# Excerpted records
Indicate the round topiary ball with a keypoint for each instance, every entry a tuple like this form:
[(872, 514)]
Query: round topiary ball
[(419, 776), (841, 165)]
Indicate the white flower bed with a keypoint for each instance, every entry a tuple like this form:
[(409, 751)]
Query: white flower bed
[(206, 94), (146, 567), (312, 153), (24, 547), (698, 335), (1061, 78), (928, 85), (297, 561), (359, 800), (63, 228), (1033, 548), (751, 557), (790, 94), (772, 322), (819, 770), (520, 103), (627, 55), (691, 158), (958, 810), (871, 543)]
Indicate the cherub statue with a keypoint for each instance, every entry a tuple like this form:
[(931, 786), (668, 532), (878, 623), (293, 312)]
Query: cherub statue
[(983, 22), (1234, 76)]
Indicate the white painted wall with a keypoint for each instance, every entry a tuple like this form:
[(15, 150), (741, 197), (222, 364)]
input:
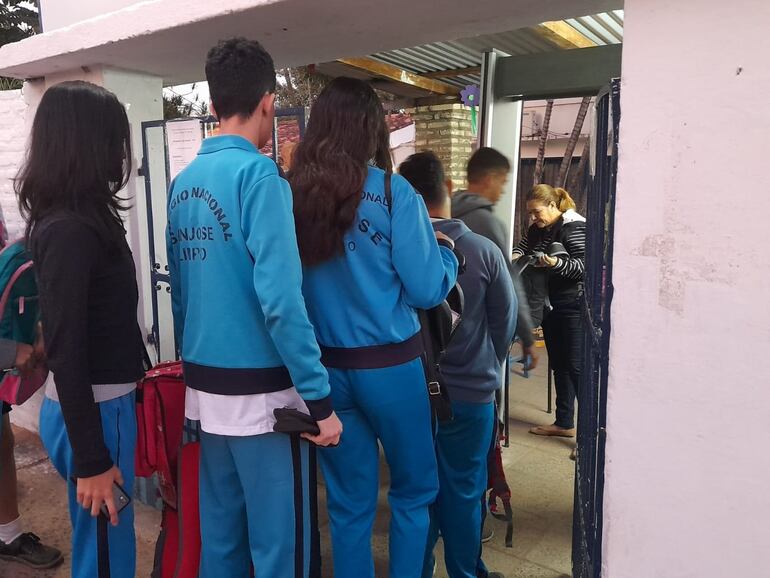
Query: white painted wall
[(688, 464), (13, 138), (60, 13)]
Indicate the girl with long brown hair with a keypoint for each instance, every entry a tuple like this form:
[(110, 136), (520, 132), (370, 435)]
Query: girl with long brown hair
[(371, 258)]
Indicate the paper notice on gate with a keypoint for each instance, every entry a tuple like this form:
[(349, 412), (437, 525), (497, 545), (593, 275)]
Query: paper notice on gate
[(184, 139)]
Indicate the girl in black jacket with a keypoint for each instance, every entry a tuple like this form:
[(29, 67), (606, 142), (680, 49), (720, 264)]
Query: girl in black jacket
[(555, 220), (79, 159)]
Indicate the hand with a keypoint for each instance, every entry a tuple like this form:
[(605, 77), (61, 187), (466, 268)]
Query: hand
[(531, 354), (442, 237), (25, 358), (547, 261), (331, 430), (96, 490)]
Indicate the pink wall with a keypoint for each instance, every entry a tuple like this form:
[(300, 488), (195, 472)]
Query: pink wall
[(688, 464)]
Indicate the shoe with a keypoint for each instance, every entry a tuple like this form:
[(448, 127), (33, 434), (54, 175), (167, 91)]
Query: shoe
[(28, 550), (553, 430), (487, 532)]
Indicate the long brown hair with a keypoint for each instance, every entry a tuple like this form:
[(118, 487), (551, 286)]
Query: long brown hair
[(547, 194), (346, 132)]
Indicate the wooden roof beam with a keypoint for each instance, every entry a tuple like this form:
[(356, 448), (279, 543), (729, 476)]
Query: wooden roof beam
[(381, 69), (468, 71), (563, 35)]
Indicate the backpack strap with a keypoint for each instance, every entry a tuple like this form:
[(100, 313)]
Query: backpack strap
[(388, 191), (9, 286)]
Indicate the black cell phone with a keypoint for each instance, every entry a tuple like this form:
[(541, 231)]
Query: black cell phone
[(118, 494), (121, 499)]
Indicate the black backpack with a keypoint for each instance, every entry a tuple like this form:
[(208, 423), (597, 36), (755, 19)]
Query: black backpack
[(437, 327)]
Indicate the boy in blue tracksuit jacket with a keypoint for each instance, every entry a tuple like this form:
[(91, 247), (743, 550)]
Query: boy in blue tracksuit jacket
[(361, 302), (246, 342), (472, 371)]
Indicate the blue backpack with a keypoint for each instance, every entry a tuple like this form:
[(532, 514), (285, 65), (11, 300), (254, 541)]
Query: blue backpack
[(19, 315)]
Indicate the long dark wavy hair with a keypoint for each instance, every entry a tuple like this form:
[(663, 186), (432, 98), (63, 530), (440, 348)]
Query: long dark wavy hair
[(79, 158), (346, 132)]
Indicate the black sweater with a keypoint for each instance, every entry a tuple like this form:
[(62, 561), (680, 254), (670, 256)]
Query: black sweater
[(88, 299), (565, 279)]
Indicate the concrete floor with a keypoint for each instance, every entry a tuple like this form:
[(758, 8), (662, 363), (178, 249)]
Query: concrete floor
[(538, 470)]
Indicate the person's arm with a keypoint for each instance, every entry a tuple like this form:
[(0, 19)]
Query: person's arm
[(574, 240), (523, 247), (267, 221), (501, 305), (427, 268), (66, 253)]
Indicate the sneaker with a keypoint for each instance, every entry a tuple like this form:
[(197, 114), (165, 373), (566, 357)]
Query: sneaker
[(553, 430), (487, 532), (28, 550)]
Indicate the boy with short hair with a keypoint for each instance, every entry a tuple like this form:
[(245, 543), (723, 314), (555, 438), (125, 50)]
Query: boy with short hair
[(472, 370), (488, 170), (247, 345)]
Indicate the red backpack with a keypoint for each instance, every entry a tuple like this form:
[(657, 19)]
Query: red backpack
[(160, 450)]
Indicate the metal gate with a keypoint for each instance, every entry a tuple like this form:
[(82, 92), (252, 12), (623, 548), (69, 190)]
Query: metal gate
[(592, 397)]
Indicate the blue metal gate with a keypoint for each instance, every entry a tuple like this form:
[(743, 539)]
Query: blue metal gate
[(592, 396)]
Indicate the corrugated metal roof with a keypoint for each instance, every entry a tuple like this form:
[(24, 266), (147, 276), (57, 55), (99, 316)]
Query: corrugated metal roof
[(605, 28)]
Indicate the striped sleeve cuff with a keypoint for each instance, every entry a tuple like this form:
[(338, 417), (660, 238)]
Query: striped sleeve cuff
[(320, 409)]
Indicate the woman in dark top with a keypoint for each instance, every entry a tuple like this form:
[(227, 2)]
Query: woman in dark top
[(555, 220), (79, 159)]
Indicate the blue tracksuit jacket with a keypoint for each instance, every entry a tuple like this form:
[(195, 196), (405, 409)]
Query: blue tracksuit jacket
[(236, 278)]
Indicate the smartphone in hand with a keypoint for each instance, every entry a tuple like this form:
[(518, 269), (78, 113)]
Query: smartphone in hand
[(121, 500)]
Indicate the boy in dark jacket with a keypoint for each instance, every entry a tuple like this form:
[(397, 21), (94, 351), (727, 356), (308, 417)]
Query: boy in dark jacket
[(472, 370), (488, 171)]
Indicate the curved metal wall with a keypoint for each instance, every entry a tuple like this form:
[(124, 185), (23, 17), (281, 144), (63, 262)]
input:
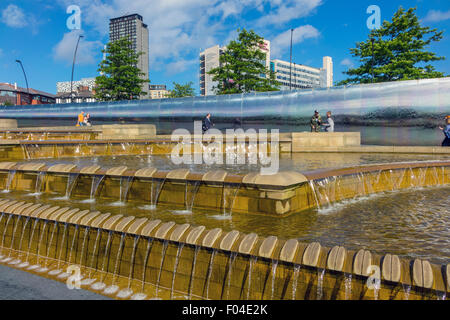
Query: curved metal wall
[(424, 96)]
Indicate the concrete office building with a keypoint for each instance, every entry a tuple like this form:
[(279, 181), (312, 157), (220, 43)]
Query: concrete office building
[(210, 59), (133, 27), (298, 76), (158, 91)]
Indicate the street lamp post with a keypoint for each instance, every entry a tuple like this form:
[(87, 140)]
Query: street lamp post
[(73, 66), (290, 64), (26, 81)]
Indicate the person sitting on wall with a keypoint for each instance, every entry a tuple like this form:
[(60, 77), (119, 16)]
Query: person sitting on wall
[(87, 121), (316, 122), (207, 123), (446, 130), (80, 121), (329, 126)]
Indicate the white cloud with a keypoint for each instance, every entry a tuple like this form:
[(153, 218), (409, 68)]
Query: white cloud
[(347, 62), (287, 10), (282, 41), (87, 50), (14, 17), (179, 66), (178, 29), (437, 15)]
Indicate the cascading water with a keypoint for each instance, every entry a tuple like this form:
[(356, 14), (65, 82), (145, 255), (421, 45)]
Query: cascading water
[(128, 291), (30, 239), (125, 183), (113, 287), (16, 261), (274, 271), (58, 270), (142, 295), (406, 291), (180, 248), (11, 175), (348, 286), (253, 260), (38, 250), (295, 281), (4, 234), (89, 280), (191, 279), (320, 276), (208, 276), (163, 255), (9, 258), (71, 181), (155, 190), (39, 179), (230, 268), (96, 180), (100, 285)]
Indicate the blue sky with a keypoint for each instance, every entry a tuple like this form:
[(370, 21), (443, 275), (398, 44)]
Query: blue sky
[(36, 33)]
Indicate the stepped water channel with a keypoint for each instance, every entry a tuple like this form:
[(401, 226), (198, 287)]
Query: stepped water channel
[(141, 232)]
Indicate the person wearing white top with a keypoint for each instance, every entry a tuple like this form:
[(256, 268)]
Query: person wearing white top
[(329, 126)]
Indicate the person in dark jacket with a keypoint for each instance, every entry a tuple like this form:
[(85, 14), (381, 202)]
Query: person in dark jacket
[(446, 130), (207, 123)]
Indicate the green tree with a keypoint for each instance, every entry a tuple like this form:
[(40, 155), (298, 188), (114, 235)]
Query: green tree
[(242, 66), (120, 77), (181, 90), (398, 51)]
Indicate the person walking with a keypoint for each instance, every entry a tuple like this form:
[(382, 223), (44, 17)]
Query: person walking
[(207, 123), (80, 121), (316, 122), (446, 130), (329, 126)]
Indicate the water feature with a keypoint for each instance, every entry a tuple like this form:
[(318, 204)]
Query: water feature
[(38, 185), (71, 181), (89, 280), (406, 291), (141, 296), (192, 277), (30, 239), (4, 234), (163, 255), (17, 261), (233, 190), (9, 180), (320, 275), (230, 269), (125, 183), (100, 285), (295, 281), (38, 249), (128, 291), (274, 271), (208, 276), (348, 286), (253, 260), (96, 180), (113, 287), (180, 248)]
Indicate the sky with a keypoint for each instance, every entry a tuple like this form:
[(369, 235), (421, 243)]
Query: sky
[(37, 32)]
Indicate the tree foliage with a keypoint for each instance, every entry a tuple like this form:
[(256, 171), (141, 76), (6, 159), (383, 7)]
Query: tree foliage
[(242, 66), (181, 90), (398, 51), (120, 77)]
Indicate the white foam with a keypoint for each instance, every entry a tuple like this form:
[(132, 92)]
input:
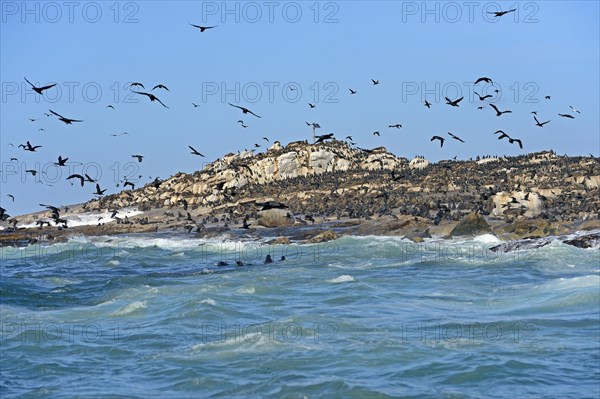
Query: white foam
[(344, 278), (130, 308)]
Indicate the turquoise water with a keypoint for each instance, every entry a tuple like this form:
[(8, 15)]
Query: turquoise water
[(359, 317)]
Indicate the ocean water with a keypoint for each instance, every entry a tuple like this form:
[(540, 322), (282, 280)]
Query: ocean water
[(358, 317)]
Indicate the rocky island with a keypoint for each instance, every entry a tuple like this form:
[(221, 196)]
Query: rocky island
[(331, 188)]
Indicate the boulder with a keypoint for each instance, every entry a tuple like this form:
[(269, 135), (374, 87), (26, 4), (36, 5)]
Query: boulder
[(472, 224), (323, 237), (275, 218)]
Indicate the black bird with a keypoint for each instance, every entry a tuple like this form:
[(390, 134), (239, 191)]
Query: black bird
[(98, 191), (324, 137), (29, 147), (537, 123), (453, 103), (484, 79), (455, 137), (441, 139), (501, 13), (151, 96), (39, 90), (482, 98), (203, 28), (61, 161), (395, 177), (244, 110), (194, 152), (498, 112), (67, 121), (76, 176), (510, 139), (271, 205)]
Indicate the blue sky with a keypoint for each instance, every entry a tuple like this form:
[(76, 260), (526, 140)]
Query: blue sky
[(93, 50)]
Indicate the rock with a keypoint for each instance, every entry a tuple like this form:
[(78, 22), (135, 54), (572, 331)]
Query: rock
[(323, 237), (587, 241), (593, 224), (280, 241), (275, 218), (472, 224)]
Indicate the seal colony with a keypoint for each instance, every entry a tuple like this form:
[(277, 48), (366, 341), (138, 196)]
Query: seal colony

# Exercise instructions
Rewrite everything from the start of the material down through the line containing "[(688, 464)]", changing "keypoint" to "marker" and keeping all else the same. Leave the pictures out of your answer.

# Task result
Indicate the round topiary ball with a marker for each instance, every entry a tuple like this form:
[(872, 514)]
Query: round topiary ball
[(419, 776), (841, 165)]
Indicate the white flower bed with a marker for each instance, every entry a tuple like this form:
[(409, 751)]
Query: white flower bed
[(206, 94), (146, 567), (312, 153), (24, 547), (698, 335), (1061, 78), (928, 85), (297, 561), (359, 800), (63, 228), (1033, 548), (751, 557), (790, 94), (772, 322), (819, 770), (520, 103), (627, 55), (691, 158), (958, 810), (871, 543)]
Indicate the cherub statue with a marker for each instance, every entry a tuple like this form:
[(931, 786), (668, 532), (878, 623), (293, 312)]
Query: cherub statue
[(983, 22), (1234, 76)]
Indicate the white painted wall with a marker for each instance, every entry a tuple like this form:
[(15, 150), (741, 197), (222, 364)]
input:
Query: white painted wall
[(688, 464), (13, 138), (60, 13)]
Indicate the girl with long brown hair with a marker for each instance, every entry a tuple like this form:
[(110, 136), (520, 132), (370, 435)]
Query: girl with long brown hair
[(371, 258)]
Indicate the paper notice on gate with a marker for each instance, every entry a tuple like this form:
[(349, 412), (437, 525), (497, 545), (593, 275)]
Query: paper notice on gate
[(184, 139)]
Indicate the girl in black jacket with a marker for each instance, every entry a tuple like this form:
[(29, 67), (606, 142), (680, 49), (720, 264)]
Query: girl in black jacket
[(555, 220), (79, 159)]
Indicate the hand with a marker for each instance, every entry a tuple like this form:
[(605, 77), (61, 187), (466, 268)]
Query: hand
[(531, 354), (442, 237), (25, 358), (547, 261), (331, 430), (96, 490)]
Indicate the pink wall with a marker for each instance, every entry a tuple like this form:
[(300, 488), (195, 472)]
Query: pink wall
[(688, 464)]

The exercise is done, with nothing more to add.